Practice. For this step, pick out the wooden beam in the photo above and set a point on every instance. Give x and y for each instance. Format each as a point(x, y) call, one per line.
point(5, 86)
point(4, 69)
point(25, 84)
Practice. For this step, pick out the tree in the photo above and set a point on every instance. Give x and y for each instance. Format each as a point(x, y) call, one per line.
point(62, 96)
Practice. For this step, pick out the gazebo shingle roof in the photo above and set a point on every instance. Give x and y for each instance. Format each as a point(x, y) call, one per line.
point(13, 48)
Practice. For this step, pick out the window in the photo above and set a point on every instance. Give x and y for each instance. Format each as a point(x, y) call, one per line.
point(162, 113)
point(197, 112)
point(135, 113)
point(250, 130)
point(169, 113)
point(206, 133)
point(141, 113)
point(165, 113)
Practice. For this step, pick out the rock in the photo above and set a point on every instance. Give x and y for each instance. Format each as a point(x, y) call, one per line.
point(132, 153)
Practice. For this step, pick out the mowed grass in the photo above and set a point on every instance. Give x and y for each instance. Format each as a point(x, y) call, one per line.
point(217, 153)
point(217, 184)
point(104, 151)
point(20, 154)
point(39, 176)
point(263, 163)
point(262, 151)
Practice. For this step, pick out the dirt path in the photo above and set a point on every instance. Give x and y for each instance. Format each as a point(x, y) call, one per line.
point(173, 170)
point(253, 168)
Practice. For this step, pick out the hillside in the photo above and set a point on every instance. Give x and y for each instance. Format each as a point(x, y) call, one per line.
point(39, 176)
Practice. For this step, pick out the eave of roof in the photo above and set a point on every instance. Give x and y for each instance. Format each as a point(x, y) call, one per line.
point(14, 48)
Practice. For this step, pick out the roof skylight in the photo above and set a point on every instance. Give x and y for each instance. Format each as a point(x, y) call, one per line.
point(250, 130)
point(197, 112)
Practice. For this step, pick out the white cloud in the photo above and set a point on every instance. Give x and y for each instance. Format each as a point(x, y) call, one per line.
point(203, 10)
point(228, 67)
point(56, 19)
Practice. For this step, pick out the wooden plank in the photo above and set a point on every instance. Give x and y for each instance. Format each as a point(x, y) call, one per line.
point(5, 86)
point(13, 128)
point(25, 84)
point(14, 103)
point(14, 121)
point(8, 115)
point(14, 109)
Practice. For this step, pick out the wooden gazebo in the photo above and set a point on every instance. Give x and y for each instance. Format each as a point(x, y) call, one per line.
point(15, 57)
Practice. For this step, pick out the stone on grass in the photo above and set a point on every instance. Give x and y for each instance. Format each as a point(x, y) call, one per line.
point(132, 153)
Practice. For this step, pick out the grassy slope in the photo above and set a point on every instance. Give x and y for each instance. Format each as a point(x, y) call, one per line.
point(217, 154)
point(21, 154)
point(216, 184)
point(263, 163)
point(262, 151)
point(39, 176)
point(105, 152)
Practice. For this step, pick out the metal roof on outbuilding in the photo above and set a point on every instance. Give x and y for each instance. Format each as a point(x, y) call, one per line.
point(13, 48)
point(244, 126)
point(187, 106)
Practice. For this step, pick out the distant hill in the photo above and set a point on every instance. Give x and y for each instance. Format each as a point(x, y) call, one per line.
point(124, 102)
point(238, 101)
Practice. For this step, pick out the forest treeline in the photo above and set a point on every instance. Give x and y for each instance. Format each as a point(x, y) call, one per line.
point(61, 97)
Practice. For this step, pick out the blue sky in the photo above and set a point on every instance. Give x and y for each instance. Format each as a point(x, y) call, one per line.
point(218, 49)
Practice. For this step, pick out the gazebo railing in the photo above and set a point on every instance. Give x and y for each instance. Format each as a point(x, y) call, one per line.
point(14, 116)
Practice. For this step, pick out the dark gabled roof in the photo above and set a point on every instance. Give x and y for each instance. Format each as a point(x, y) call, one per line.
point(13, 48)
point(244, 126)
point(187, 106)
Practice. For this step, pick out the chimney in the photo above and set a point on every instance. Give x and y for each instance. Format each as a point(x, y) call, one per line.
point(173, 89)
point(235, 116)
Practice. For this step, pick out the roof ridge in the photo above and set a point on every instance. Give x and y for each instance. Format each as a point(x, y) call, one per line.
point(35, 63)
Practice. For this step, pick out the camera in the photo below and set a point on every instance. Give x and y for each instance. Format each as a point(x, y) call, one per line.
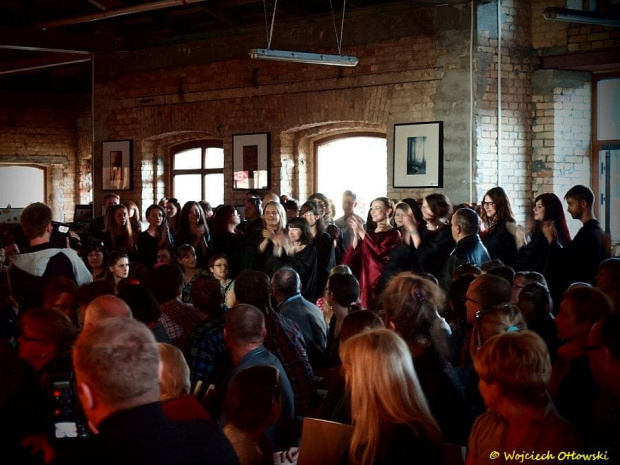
point(68, 421)
point(60, 233)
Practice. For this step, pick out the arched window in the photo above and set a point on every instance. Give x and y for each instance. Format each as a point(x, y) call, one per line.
point(197, 172)
point(14, 178)
point(355, 162)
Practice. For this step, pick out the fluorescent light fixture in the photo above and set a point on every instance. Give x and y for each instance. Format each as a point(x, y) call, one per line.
point(303, 57)
point(581, 17)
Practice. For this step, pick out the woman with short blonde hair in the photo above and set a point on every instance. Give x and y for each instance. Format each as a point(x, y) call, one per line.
point(514, 370)
point(392, 422)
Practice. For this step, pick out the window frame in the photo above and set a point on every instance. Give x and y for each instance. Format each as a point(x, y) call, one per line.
point(202, 171)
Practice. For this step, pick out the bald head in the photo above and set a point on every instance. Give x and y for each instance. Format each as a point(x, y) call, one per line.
point(104, 307)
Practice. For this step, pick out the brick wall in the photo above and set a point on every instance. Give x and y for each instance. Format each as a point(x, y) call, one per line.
point(49, 131)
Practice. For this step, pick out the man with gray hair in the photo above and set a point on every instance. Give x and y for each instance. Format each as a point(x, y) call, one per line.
point(104, 307)
point(469, 248)
point(116, 366)
point(286, 288)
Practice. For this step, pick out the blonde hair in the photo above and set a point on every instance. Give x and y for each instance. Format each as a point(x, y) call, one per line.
point(384, 390)
point(281, 212)
point(518, 361)
point(174, 380)
point(493, 321)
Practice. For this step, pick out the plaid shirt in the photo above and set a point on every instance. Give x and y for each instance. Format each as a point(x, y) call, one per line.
point(206, 345)
point(285, 341)
point(179, 320)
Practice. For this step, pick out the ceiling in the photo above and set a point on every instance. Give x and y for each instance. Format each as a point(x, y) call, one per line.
point(46, 44)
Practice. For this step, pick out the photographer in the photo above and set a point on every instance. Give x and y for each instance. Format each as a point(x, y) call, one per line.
point(41, 261)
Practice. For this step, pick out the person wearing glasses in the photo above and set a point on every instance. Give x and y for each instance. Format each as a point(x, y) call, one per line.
point(514, 371)
point(465, 224)
point(572, 385)
point(500, 227)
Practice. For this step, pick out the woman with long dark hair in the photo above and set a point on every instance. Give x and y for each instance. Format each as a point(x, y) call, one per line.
point(156, 236)
point(499, 235)
point(372, 248)
point(226, 239)
point(301, 256)
point(193, 230)
point(533, 255)
point(118, 232)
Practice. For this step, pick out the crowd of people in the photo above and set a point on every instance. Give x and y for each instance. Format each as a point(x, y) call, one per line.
point(204, 337)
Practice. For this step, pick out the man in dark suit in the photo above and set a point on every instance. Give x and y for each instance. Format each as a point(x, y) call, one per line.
point(116, 366)
point(469, 248)
point(286, 288)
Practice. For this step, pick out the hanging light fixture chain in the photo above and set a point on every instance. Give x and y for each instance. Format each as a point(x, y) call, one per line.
point(338, 38)
point(269, 30)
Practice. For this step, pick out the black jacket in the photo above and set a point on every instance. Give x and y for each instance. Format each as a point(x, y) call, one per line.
point(470, 249)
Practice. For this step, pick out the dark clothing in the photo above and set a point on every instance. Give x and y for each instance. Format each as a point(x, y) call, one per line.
point(534, 255)
point(576, 397)
point(311, 323)
point(209, 358)
point(326, 258)
point(435, 250)
point(579, 260)
point(285, 433)
point(500, 244)
point(31, 270)
point(470, 249)
point(444, 394)
point(305, 263)
point(233, 245)
point(144, 436)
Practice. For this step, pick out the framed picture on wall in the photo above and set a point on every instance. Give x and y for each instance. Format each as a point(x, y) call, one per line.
point(251, 161)
point(116, 165)
point(418, 154)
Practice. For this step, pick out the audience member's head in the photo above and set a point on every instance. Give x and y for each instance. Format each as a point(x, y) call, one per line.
point(207, 296)
point(465, 222)
point(608, 277)
point(36, 221)
point(522, 279)
point(245, 326)
point(61, 293)
point(495, 320)
point(580, 308)
point(604, 354)
point(486, 290)
point(285, 283)
point(384, 389)
point(466, 269)
point(254, 288)
point(410, 305)
point(174, 375)
point(518, 363)
point(456, 297)
point(44, 335)
point(166, 283)
point(142, 302)
point(116, 367)
point(356, 322)
point(503, 271)
point(105, 307)
point(253, 399)
point(534, 301)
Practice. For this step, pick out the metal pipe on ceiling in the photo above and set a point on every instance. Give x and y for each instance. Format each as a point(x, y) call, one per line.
point(144, 8)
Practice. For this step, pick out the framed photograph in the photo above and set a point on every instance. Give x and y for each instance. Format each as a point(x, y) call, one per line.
point(251, 161)
point(418, 154)
point(83, 214)
point(116, 165)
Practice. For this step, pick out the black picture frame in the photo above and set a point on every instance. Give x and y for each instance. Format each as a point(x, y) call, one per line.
point(418, 155)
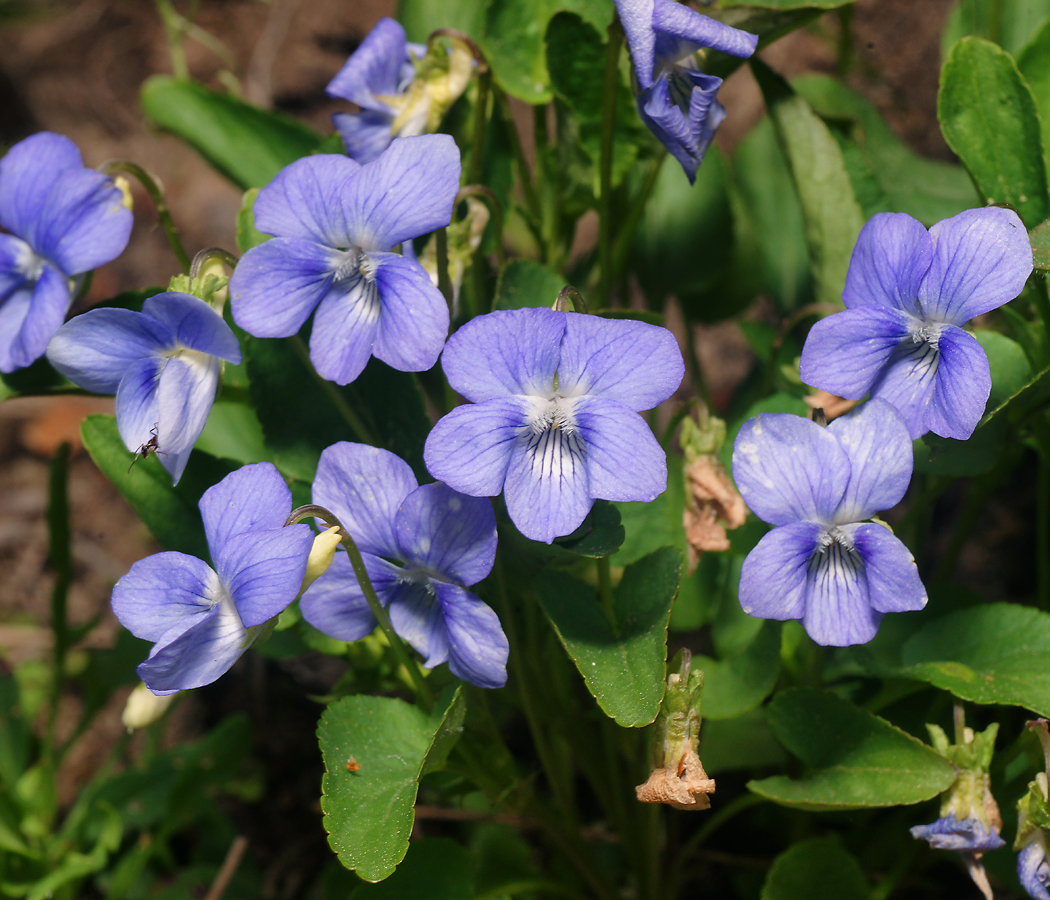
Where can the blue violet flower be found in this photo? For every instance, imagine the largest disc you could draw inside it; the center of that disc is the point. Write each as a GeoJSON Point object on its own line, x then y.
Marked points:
{"type": "Point", "coordinates": [64, 221]}
{"type": "Point", "coordinates": [335, 223]}
{"type": "Point", "coordinates": [553, 416]}
{"type": "Point", "coordinates": [821, 563]}
{"type": "Point", "coordinates": [676, 101]}
{"type": "Point", "coordinates": [908, 292]}
{"type": "Point", "coordinates": [423, 546]}
{"type": "Point", "coordinates": [162, 363]}
{"type": "Point", "coordinates": [203, 619]}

◇ ◇ ◇ ◇ ◇ ◇ ◇

- Exercise objective -
Produce an exact copy of the lines from the line containing "Practice. For this step, pick out the audience" to the end of the material, both ends included, and omit every picture.

- Result of the exercise -
Practice. For this step, pick out the audience member's head in the photo above and set a point on every instance. Give x and y for each instance. Format each as a point(x, y) call, one per line.
point(207, 296)
point(465, 222)
point(608, 277)
point(36, 221)
point(522, 279)
point(245, 326)
point(61, 293)
point(495, 320)
point(580, 308)
point(604, 354)
point(486, 290)
point(285, 283)
point(384, 389)
point(466, 269)
point(254, 288)
point(410, 305)
point(174, 375)
point(518, 363)
point(456, 297)
point(44, 335)
point(166, 283)
point(142, 302)
point(116, 367)
point(356, 322)
point(503, 271)
point(105, 307)
point(253, 399)
point(534, 301)
Practice. For this step, pick out the metal pipe on ceiling in the photo above and set a point on every instance. Give x and y for each instance. Format each as a point(x, y) call, one per line.
point(144, 8)
Practice. For this step, pick out the framed photograph in the photo above and set a point on every instance. Give x and y for each instance. Format each as a point(x, y) call, one per line.
point(251, 161)
point(418, 154)
point(83, 214)
point(116, 165)
Practice. For this step, pick out the black picture frame in the photo above and set a point on every instance. Give x and y for each instance. Format each as a point(x, y) call, one per line.
point(418, 155)
Where can the blue violet flower be found in this photo? For every instance, imagine the largest disc you could draw inside it; the center of that disc is the point. Write each as a GeoJSON Point object on its own line, x then y.
Marked points:
{"type": "Point", "coordinates": [64, 221]}
{"type": "Point", "coordinates": [335, 223]}
{"type": "Point", "coordinates": [553, 416]}
{"type": "Point", "coordinates": [821, 563]}
{"type": "Point", "coordinates": [676, 101]}
{"type": "Point", "coordinates": [908, 292]}
{"type": "Point", "coordinates": [423, 546]}
{"type": "Point", "coordinates": [162, 363]}
{"type": "Point", "coordinates": [203, 619]}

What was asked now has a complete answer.